REQUIREMENT
Search the records below for the string "every" and copy each line where it turns up.

-- SUPPLIED DATA follows --

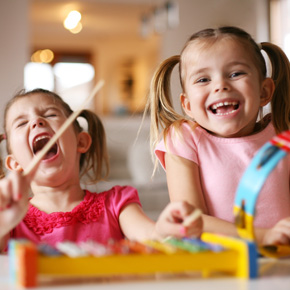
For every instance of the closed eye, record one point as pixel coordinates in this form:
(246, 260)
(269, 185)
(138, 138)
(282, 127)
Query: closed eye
(21, 124)
(236, 74)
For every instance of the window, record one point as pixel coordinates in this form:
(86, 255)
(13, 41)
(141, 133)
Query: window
(72, 80)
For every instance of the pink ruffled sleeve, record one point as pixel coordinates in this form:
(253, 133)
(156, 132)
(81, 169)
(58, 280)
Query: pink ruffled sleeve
(181, 143)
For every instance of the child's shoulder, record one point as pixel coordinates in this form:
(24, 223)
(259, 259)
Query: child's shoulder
(182, 128)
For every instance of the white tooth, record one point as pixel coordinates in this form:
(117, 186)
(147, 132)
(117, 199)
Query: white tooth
(40, 138)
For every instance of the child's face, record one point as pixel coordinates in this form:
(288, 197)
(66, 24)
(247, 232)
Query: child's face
(31, 121)
(222, 87)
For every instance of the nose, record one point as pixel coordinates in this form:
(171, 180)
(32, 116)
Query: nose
(221, 85)
(37, 122)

-- SUPPLIED DATA concluded --

COMPLETED TASK
For every instance of the closed eye, record one point as pixel coordinates in this form:
For every instance of the window, record one point as pixel coordinates in this form:
For every instance of the pink ruffled sleeve, record one point as pixel coordinates in this form:
For every instance of the child's shoulder, record one point as pixel coordinates in this form:
For every instance of the white tooth, record one point as pixel coordinates in this form:
For every instance of the child's face, record one point as pixel coordinates in this form:
For every instance of the nose, record one point as pixel coordinates in this form:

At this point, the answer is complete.